[TEXT SEGMENT]

The Bezos brain pattern

The Flourish round is the third visible Jeff Bezos brain-research move in twelve months and the second in four days. Bezos Expeditions participates in Synchron (covered in Inside BCI’s 8 May piece on sovereign and tech-billionaire capital flowing into brain access). The Bezos Family Foundation committed $100 million to the Allen Institute’s Brain Health accelerator on 2 June 2026 (covered in Inside BCI’s 5 June piece). Bezos personally committed close to $100 million to Flourish in this 4 June round.

The three positions are structurally different but pattern-consistent. Bezos Expeditions in Synchron is an equity stake in a clinical-stage implantable BCI company. The Bezos Family Foundation Allen Institute commitment is philanthropic, funding fundamental neuroscience research on neurodegenerative disease. The Bezos personal Flourish position is a venture investment in a commercial neuro-AI architecture company. Three distinct legal vehicles (Expeditions / Family Foundation / personal), three distinct categories (clinical BCI / philanthropic research / commercial AI), with brain-research-and-neurotechnology as the common substrate.

For a Fortune 500 strategist tracking the BCI-and-neurotechnology category, the structural signal is that the Bezos brain-research footprint is now wider than any individual venture, philanthropy, or BCI implant company. It spans the full pipeline from clinical-stage implant work to fundamental disease-mechanism research to commercial AI architecture inspired by brain processing. The pattern emerged in three discrete steps over twelve months and accelerated to two steps in four days.

Where Flourish sits in the AI-and-BCI architecture

Flourish is not a BCI company. It does not build neural interfaces, does not implant electrodes, and does not target clinical patient populations. The company is building algorithms and AI architectures derived from connectomics, with the explicit goal of running on existing commodity hardware. The connection to the BCI category is the founder lineage (Reardon at CTRL-labs and Meta Reality Labs), the underlying neuroscience approach (connectomics, cortical column architecture, the same field of study underpinning the Allen Institute’s open-data brain atlases), and the same capital pool that backs clinical-stage BCI (Bezos, GV via Alphabet, Lux Capital’s broader deep-tech thesis).

[/TEXT SEGMENT]
[DATA PROVIDED]

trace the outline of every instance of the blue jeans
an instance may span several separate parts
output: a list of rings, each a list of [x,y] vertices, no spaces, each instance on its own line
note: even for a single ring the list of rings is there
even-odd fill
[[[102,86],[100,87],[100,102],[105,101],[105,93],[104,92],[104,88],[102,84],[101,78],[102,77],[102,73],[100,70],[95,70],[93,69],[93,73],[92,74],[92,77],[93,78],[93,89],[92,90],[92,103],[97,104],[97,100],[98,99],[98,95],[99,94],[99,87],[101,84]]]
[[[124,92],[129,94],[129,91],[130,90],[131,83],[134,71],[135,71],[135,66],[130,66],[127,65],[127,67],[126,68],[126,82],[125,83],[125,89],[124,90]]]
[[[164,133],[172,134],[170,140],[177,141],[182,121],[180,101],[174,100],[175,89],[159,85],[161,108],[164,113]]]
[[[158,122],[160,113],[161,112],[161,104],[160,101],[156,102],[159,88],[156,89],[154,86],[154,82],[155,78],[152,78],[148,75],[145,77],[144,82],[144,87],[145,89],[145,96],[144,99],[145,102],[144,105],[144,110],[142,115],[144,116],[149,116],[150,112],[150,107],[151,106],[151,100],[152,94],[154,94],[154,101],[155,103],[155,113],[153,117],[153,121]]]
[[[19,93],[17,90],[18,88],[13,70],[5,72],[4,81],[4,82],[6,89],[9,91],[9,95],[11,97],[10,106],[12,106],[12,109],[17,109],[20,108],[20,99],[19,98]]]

[/DATA PROVIDED]

§ **REQUIRED TASKS**
[1] Restate word for word the portion of the text on Bezos brain-research investments, everything from "Where Flourish sits" down to "broader deep-tech thesis).".
[2] Take the text on Bezos brain-research investments and Flourish further, picking up after its last sentence.

§ **ANSWERS BY ITEM**
[1]
Where Flourish sits in the AI-and-BCI architecture

Flourish is not a BCI company. It does not build neural interfaces, does not implant electrodes, and does not target clinical patient populations. The company is building algorithms and AI architectures derived from connectomics, with the explicit goal of running on existing commodity hardware. The connection to the BCI category is the founder lineage (Reardon at CTRL-labs and Meta Reality Labs), the underlying neuroscience approach (connectomics, cortical column architecture, the same field of study underpinning the Allen Institute’s open-data brain atlases), and the same capital pool that backs clinical-stage BCI (Bezos, GV via Alphabet, Lux Capital’s broader deep-tech thesis).

[2]
The market-positioning frame for the piece is that the brain-research and BCI categories are now operating with overlapping capital structures, overlapping founder networks, and overlapping technical foundations across what previously read as three separate sectors: clinical BCI implants, fundamental neuroscience research, and AI-from-neuroscience. A reader who tracks any one of those three sectors should be tracking all three.

What to watch

The first signal is whether Flourish publishes any technical milestone before its expected Series B (typically 18-24 months from a $500 million Series A). The company is operating without a product, which is unusual at this valuation tier. Some indication that the connectomics-to-architecture translation produces measurable AI-efficiency gains in a controlled test environment would be the first credible technical disclosure.

The second signal is whether Reardon recruits visible neural-architecture engineering talent into Flourish. The company is operating with two founders and a $500 million capital base, but the staffing trajectory is the visible indicator of whether the architecture-layer thesis is being built out at the depth the valuation implies. CTRL-labs alumni in Meta Reality Labs would be the most natural recruiting pool, but Flourish has not publicly disclosed its team composition beyond Reardon and Williams.

The third signal is whether the Bezos brain-research footprint extends to a fourth move in 2026. Three positions across Synchron, Allen Institute, and Flourish in twelve months is a pattern. A fourth in the next quarter would establish it as the active category for the world’s wealthiest individual investor.